#### Given passage
# Time Breakdown Tool

A standalone tool for analyzing and visualizing TensorRT-LLM server request time breakdown.

## Overview

The Time Breakdown tool analyzes performance metrics from TensorRT-LLM servers and creates interactive visualizations showing how time is spent processing each request. It supports both aggregated and disaggregated server configurations.


The tool generates:

1. **Interactive HTML Diagram**: A stacked bar chart showing timing breakdown per request with hover tooltips
2. **Statistics**: Median times for each timing segment (optional)

### Example Visualization

![Request Time Breakdown Example](images/request_time_breakdown_example.png)

*Example of the interactive time diagram showing request time breakdown across different processing stages.*

### Timing Metrics

The tool aims to track detailed timing segments throughout the request lifecycle (currently we only track timing segments related to TTFT (Time-To-First-Token), full lifecycle tracking will be added soon):

#### Context/Prefill Stage Metrics

1. **Context Preprocessing** (`ctx_preprocessing`)
   - **Time Period**: `server_arrival_time` → `arrival_time`
   - **Description**: Python overhead & initialization when the context server receives the request
   - **Includes**: Request parsing, pre-processing (e.g., tokenization) before queuing

2. **Context Queue** (`ctx_queue`)
   - **Time Period**: `arrival_time` → `first_scheduled_time`
   - **Description**: Time spent waiting in queue and resource allocation
   - **Includes**: Queueing delay, memory allocation, scheduling wait time

3. **Context Processing** (`ctx_processing`)
   - **Time Period**: `first_scheduled_time` → `first_token_time`
   - **Description**: Actual prefill computation time
   - **Includes**: Model forward pass for the context/prompt tokens

4. **Context Postprocessing** (`ctx_postprocessing`)
########
Translate this sentence from the passage on the Time Breakdown tool into Spanish: "The Time Breakdown tool analyzes performance metrics from TensorRT-LLM servers and creates interactive visualizations showing how time is spent processing each request."
#### Extracted material
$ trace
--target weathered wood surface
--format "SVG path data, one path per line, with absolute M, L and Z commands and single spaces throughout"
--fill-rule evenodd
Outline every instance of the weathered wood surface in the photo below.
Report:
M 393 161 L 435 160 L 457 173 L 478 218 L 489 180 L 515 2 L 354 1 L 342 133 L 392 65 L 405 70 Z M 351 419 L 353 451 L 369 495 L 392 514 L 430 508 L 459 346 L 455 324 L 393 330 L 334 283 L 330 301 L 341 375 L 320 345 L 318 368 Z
########
Task response:
La herramienta Time Breakdown analiza métricas de rendimiento de los servidores TensorRT-LLM y crea visualizaciones interactivas que muestran en qué se invierte el tiempo al procesar cada solicitud.